• Supplied passage:
----

Cryptography and D

Nick Sabalausky via Digitalmars-d digitalmars-d at puremagic.com
Sun Jun 29 22:09:51 PDT 2014


On 6/29/2014 3:25 PM, Chris Cain wrote:
> On Sunday, 29 June 2014 at 17:45:41 UTC, Nick Sabalausky wrote:
>> The crypto algorithms are very well defined and documented. You don't
>> need to understand the theory behind them in order to implement them.
>> You just need to be able to:
>>
>> - Read/follow the spec accurately
>> - NOT invent your own variants/algorithms
>> - Be pedantic about avoiding the normal sets of potential software
>> exploits (as you would with any software that handles sensitive data).
>> - Write/use sufficiently pedantic tests
>> - Be up-to-date on what's algos are considered outdated and
>> questionably secure.
>>
>> This is a standard "scientist vs engineer" issue. The crypto experts
>> are the scientists who figured it all out. We're the engineers who
>> take their information and use it.
>>
>> Obviously being well-versed in crypto theory *in addition* to
>> everything above is even better still, but it isn't essential. The
>> five critica above are essential.
>
> Of course, following all of those suggestions isn't trivial to begin
> with. Technically, you're right, but because what you said isn't easy to
> follow to begin with, it doesn't support the argument of "you can
> implement a crypto algorithm."
>[...]

Most of what you and Xinok said is certainly right. I was mainly 
objecting to the notion that having formal background in 
cryptographic-therory (or even an informal/autodidactic background in 
crypto theory, for that matter) is a particularly important part of 
implementing a crypto algorithm. (Although again, I'm not saying it 
couldn't be helpful).

----

• Information provided:
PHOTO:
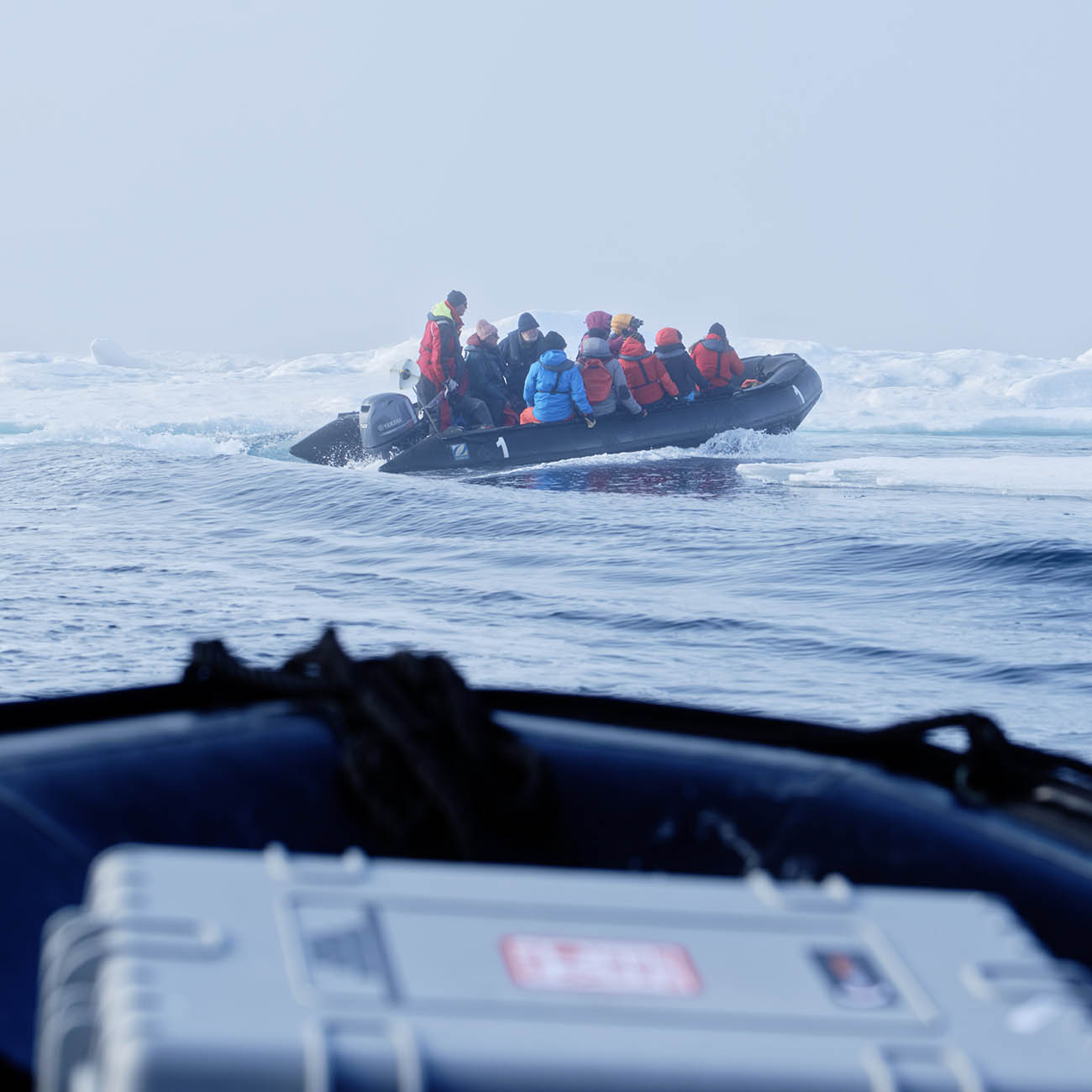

----

• List of tasks:
(1) In the Cryptography and D post, starting at "Cryptography and D" and ending at "to implement them.", repeat the wording but swap "theory" for "mathematics".
(2) What kind of issue does the Cryptography and D post call the situation in which crypto experts figure things out and others use their information?
Answer from the Cryptography and D post alone.

• Expected answers:
(1)
Cryptography and D

Nick Sabalausky via Digitalmars-d digitalmars-d at puremagic.com
Sun Jun 29 22:09:51 PDT 2014


On 6/29/2014 3:25 PM, Chris Cain wrote:
> On Sunday, 29 June 2014 at 17:45:41 UTC, Nick Sabalausky wrote:
>> The crypto algorithms are very well defined and documented. You don't
>> need to understand the mathematics behind them in order to implement them.

(2) A standard "scientist vs engineer" issue.